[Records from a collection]
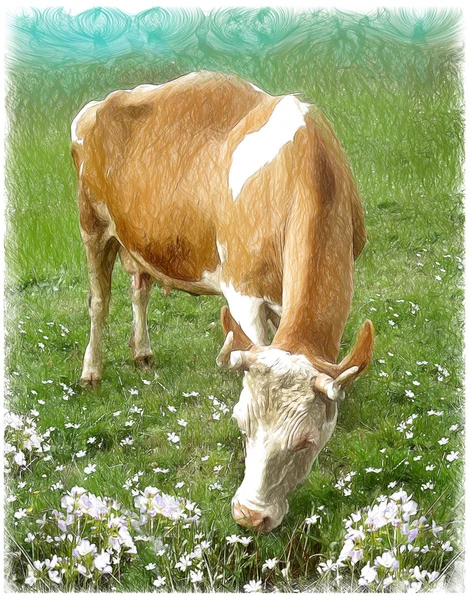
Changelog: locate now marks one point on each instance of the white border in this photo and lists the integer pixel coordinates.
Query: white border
(132, 7)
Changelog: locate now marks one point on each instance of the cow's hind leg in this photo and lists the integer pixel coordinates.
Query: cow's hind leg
(141, 287)
(101, 254)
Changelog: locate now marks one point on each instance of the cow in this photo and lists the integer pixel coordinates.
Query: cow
(209, 185)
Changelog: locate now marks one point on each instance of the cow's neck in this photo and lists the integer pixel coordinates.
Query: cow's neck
(317, 282)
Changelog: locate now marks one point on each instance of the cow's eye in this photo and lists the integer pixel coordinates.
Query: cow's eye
(303, 445)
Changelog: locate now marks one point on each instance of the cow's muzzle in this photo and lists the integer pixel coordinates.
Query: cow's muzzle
(260, 520)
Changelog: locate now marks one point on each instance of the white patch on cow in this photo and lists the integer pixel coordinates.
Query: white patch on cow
(254, 87)
(222, 251)
(73, 127)
(281, 362)
(249, 312)
(212, 279)
(277, 308)
(260, 147)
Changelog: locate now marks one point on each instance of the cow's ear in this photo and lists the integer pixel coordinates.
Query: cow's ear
(240, 339)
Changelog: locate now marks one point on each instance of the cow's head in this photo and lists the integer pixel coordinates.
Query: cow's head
(287, 412)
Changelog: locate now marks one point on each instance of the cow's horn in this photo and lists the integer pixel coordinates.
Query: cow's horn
(334, 388)
(237, 360)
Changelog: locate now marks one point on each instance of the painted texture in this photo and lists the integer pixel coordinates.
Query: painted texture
(391, 85)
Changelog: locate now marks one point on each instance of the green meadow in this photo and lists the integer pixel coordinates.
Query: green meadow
(397, 107)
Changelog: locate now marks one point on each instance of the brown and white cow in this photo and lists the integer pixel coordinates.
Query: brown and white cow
(209, 185)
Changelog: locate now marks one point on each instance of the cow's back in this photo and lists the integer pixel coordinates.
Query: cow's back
(155, 157)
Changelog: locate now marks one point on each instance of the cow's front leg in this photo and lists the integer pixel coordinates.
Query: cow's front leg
(141, 286)
(100, 259)
(249, 312)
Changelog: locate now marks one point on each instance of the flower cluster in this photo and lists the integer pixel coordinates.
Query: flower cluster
(385, 544)
(93, 536)
(22, 441)
(151, 503)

Task objective: Leave the pictures out and output the rest of the listing exactly.

Full output:
Changelog: locate now marks one point on each instance of the white border in this photo and lists the integer pixel coordinates.
Query: white border
(132, 7)
Changelog: locate now marks one point on each instance of the cow's hind leg in this photo and lists the integer pixel coordinates.
Query: cow's hind leg
(141, 287)
(101, 254)
Changelog: locate now marks one point on each instance of the cow in this photo and lists the integer pixel coordinates.
Query: cow
(209, 185)
Changelog: locate now marks one point on each instance of the cow's neck in this photo and lists the integer pixel coordinates.
Query: cow's neck
(317, 282)
Changelog: locate now marks one point on each instance of the cow's eye in this photo and lists the integer pixel coordinates.
Query: cow's eye
(303, 445)
Changelog: locate now marks one point on each instance of the cow's muzzle in this photo and lists the integer pixel coordinates.
Query: cow's muzzle
(260, 520)
Changelog: locate now marks one point on each instance of the white patch on cow in this photo and lists the integer pixel coordinates.
Query: white patch on cow
(254, 87)
(222, 251)
(73, 127)
(281, 362)
(249, 312)
(212, 279)
(277, 308)
(260, 147)
Changelog: locate now marks one point on each instance of the cow's ear in this photo and lists the integer pixel coordinates.
Query: cow's ear
(240, 339)
Changelog: locate now marks one point on each instance of the cow's head in this photo and lists the integer pixel coordinates.
Query: cow's head
(287, 412)
Changelog: locate now marks one point on each instance of the cow's horn in this photo and lists the integer pixel coordinates.
Query: cow's horn
(334, 388)
(237, 360)
Changelog: locate now marks one point on each instance of the painted texture in this photo and lists the integer pixel coordinates.
Query: painted texture
(391, 85)
Changelog: locate now marks one point on each instance of the green meadow in this photo and lists the integer pixel coordinates.
Query: green meadow
(397, 107)
Changelog: locate now marks one point on each instance of the brown and white cow in this photo and lists the integer pixel coordinates.
Query: brown and white cow
(209, 185)
Changelog: locate now marks one point on each instance of the cow's back in this photo and lists the integer pixel coordinates.
Query: cow's back
(155, 157)
Changelog: locate now marks one point on each instance of the cow's front leg in this photo and lists the integer pixel coordinates.
Query: cow's front leg
(141, 286)
(100, 259)
(249, 312)
Changelog: locate now marks one point on each instance of the flower cluster in this photo and lists the integer pixel coordinates.
Query: flower cluster
(385, 544)
(93, 536)
(22, 441)
(151, 503)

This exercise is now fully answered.